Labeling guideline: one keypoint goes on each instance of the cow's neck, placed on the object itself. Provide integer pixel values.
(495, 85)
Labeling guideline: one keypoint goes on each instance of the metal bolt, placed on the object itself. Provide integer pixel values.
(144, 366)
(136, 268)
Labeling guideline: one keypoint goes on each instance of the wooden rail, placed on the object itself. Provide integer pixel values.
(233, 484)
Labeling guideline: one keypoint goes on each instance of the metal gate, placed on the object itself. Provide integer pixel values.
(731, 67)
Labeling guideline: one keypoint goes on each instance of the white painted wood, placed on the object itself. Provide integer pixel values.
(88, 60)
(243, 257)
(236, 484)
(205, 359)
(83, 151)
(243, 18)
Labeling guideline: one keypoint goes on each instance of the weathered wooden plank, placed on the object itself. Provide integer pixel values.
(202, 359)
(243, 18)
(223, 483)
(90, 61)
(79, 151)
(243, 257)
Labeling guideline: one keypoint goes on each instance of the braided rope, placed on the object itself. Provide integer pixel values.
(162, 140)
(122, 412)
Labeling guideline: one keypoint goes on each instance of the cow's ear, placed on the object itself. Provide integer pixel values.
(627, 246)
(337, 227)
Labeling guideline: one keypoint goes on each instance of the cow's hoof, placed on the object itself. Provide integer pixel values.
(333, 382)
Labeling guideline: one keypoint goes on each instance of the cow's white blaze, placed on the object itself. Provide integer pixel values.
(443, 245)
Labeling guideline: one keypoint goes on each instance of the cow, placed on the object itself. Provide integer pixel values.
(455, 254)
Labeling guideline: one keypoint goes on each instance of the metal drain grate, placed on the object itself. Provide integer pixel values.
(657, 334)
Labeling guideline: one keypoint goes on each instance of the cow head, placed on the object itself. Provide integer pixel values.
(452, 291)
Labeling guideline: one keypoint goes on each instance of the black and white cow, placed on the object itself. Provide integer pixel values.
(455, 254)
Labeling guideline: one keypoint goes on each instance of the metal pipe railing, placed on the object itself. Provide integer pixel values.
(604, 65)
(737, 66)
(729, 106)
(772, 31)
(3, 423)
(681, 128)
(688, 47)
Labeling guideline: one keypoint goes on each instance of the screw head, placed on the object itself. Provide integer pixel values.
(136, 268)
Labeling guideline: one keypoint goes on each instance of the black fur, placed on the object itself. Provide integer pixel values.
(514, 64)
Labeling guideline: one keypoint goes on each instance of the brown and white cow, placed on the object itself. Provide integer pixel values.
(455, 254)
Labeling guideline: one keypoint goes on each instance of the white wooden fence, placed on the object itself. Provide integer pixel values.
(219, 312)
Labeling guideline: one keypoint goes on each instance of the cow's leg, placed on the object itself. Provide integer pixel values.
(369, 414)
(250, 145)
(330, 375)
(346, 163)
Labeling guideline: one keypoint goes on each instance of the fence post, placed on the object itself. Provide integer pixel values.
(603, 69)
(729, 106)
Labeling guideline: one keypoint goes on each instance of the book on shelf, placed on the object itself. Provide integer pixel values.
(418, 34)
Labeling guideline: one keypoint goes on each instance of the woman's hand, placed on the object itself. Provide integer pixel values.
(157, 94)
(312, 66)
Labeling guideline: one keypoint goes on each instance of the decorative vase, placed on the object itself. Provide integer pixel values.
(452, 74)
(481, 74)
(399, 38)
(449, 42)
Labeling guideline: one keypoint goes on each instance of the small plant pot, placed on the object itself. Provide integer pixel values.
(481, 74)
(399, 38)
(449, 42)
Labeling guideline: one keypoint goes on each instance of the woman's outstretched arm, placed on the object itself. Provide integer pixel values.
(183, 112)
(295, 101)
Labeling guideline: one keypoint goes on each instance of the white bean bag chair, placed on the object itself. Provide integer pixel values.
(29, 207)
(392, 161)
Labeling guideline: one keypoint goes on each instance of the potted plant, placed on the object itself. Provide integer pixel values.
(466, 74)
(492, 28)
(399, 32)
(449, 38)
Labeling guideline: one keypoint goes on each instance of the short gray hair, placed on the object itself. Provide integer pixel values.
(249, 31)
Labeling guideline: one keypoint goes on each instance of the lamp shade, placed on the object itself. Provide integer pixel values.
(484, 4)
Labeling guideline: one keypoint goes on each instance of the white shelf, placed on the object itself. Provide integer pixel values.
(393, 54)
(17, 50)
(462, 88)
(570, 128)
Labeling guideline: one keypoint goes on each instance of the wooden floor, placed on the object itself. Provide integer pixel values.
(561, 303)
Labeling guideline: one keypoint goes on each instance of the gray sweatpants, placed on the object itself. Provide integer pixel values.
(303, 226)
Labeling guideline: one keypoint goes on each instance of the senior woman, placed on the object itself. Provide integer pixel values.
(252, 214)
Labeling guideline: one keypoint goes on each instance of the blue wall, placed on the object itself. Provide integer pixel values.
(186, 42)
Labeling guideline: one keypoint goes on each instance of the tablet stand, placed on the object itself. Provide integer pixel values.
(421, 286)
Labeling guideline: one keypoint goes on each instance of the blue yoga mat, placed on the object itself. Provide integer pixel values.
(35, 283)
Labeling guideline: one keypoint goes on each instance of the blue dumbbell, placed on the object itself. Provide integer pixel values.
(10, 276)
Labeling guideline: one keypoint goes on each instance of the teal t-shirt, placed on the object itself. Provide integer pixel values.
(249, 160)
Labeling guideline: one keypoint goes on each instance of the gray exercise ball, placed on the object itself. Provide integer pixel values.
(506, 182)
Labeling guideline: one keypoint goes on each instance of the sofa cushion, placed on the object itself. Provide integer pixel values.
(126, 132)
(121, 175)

....................

**TASK DESCRIPTION:**
Exactly and only the lines from the one containing "of the senior" through the end of the material are to be reproduced, both ends included.

**TASK SOLUTION:**
Labeling guideline: one keypoint goes on each instance of the senior woman, placed on the object itself. Provide integer pixel values.
(252, 214)
Labeling guideline: one keypoint goes on each instance of the blue wall, placed on the object itself. Provide integer pixel values.
(186, 42)
Labeling guideline: one keypoint goes on each instance of the tablet stand, placed on the object itself. Provide integer pixel values.
(421, 286)
Labeling guideline: one keypoint goes on each instance of the blue yoga mat, placed on the object itself. Provide integer pixel values.
(35, 283)
Labeling guideline: one keypoint goes on each instance of the blue dumbbell, placed on the object itself. Provide integer pixel values.
(10, 276)
Labeling guideline: one keypoint goes on each instance of the teal t-shirt, placed on the object itself. Provide integer pixel values.
(249, 160)
Labeling guideline: one keypoint goes on each instance of the gray exercise ball, placed on the object itself. Provide integer pixel values.
(506, 182)
Labeling guideline: one keypoint goes on each instance of the sofa cushion, placed on the object itself. Provide integer pixel values.
(126, 132)
(121, 175)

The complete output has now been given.